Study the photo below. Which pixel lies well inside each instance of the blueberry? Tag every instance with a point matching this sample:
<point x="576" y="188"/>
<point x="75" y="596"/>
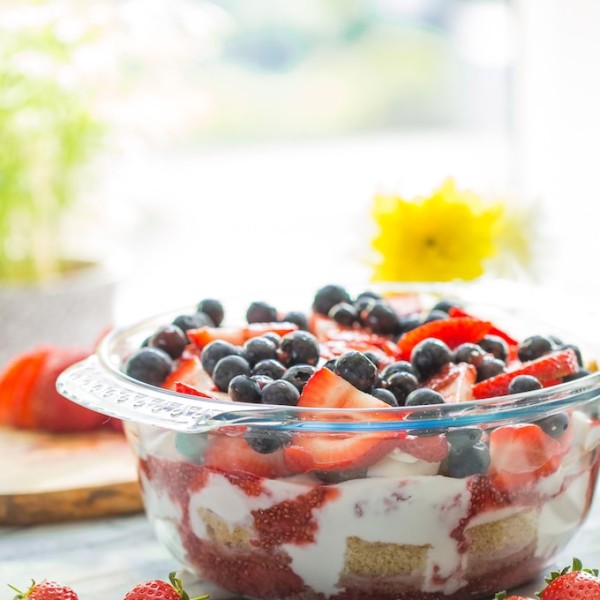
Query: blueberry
<point x="469" y="353"/>
<point x="280" y="392"/>
<point x="149" y="365"/>
<point x="429" y="356"/>
<point x="261" y="312"/>
<point x="464" y="436"/>
<point x="299" y="347"/>
<point x="357" y="369"/>
<point x="327" y="297"/>
<point x="533" y="347"/>
<point x="344" y="314"/>
<point x="213" y="308"/>
<point x="298" y="375"/>
<point x="463" y="461"/>
<point x="401" y="384"/>
<point x="524" y="383"/>
<point x="380" y="318"/>
<point x="227" y="368"/>
<point x="554" y="425"/>
<point x="494" y="344"/>
<point x="169" y="338"/>
<point x="214" y="351"/>
<point x="259" y="348"/>
<point x="244" y="389"/>
<point x="298" y="318"/>
<point x="424" y="396"/>
<point x="400" y="366"/>
<point x="489" y="367"/>
<point x="192" y="321"/>
<point x="270" y="367"/>
<point x="267" y="441"/>
<point x="385" y="396"/>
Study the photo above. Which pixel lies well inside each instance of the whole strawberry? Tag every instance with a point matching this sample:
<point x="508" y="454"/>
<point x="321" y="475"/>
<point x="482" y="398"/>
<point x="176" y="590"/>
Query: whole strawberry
<point x="572" y="583"/>
<point x="45" y="590"/>
<point x="157" y="589"/>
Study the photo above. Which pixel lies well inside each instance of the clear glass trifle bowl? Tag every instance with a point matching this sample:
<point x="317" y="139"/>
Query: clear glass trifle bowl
<point x="441" y="442"/>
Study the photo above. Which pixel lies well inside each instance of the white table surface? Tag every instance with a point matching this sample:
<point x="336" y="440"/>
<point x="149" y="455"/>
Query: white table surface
<point x="103" y="559"/>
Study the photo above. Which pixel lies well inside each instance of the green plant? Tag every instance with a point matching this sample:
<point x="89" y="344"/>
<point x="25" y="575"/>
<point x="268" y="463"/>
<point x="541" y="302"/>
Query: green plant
<point x="48" y="132"/>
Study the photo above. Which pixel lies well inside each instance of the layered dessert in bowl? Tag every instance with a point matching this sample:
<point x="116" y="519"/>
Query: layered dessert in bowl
<point x="420" y="444"/>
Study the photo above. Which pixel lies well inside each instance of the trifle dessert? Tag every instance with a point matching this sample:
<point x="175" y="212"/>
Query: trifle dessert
<point x="377" y="445"/>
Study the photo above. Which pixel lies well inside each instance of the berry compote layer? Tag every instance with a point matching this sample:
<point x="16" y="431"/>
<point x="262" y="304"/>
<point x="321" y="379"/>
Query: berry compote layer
<point x="390" y="492"/>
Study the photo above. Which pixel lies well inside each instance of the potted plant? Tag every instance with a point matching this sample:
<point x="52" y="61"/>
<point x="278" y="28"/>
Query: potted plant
<point x="49" y="133"/>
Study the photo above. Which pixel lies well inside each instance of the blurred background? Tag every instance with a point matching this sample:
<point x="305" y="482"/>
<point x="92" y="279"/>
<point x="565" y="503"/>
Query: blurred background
<point x="242" y="141"/>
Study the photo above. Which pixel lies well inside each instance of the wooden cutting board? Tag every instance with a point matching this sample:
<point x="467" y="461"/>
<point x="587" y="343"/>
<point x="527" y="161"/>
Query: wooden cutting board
<point x="48" y="478"/>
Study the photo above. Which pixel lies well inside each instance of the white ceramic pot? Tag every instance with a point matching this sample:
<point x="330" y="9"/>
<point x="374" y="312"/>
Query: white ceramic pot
<point x="73" y="310"/>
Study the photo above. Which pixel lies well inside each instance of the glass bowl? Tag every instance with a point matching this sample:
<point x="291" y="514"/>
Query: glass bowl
<point x="388" y="503"/>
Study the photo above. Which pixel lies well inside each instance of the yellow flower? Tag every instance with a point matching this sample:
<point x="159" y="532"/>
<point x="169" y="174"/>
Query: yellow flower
<point x="447" y="236"/>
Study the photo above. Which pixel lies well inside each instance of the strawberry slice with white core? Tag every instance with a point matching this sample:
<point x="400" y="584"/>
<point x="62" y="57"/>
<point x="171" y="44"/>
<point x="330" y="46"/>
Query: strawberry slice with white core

**Work required:**
Find the line that contains "of the wooden". Repeat it and every line after it, exactly as written, up to and including the last line of the records above.

**Result for this task:**
Study the photo above. Which pixel lies well inside each instance of the wooden cutting board? Tag every instance with a point matching this sample:
<point x="467" y="461"/>
<point x="587" y="343"/>
<point x="527" y="161"/>
Query: wooden cutting board
<point x="48" y="478"/>
Study the photo above. Which pixel lies well inside each instance of the white ceramic pot? Tag every instance with a point matching this sample:
<point x="330" y="9"/>
<point x="374" y="312"/>
Query: white ceramic pot
<point x="73" y="310"/>
Study the photo above. Which pixel lies well inside each instance of the glass bowl? Tag every instance with a point matching this sample:
<point x="291" y="514"/>
Query: glass bowl
<point x="388" y="503"/>
Study the photo above. Which pixel lies well inside each instance of the yellow flower? Tag every instance with a point matching this sample:
<point x="159" y="532"/>
<point x="169" y="174"/>
Query: yellow flower
<point x="447" y="236"/>
Study the photo above. Which pixel lies well inside each instance of the strawberry slice with white core? Tag every instance with a point matching this sample:
<point x="400" y="584"/>
<point x="62" y="57"/>
<point x="171" y="44"/>
<point x="330" y="46"/>
Query: strawberry slice with white core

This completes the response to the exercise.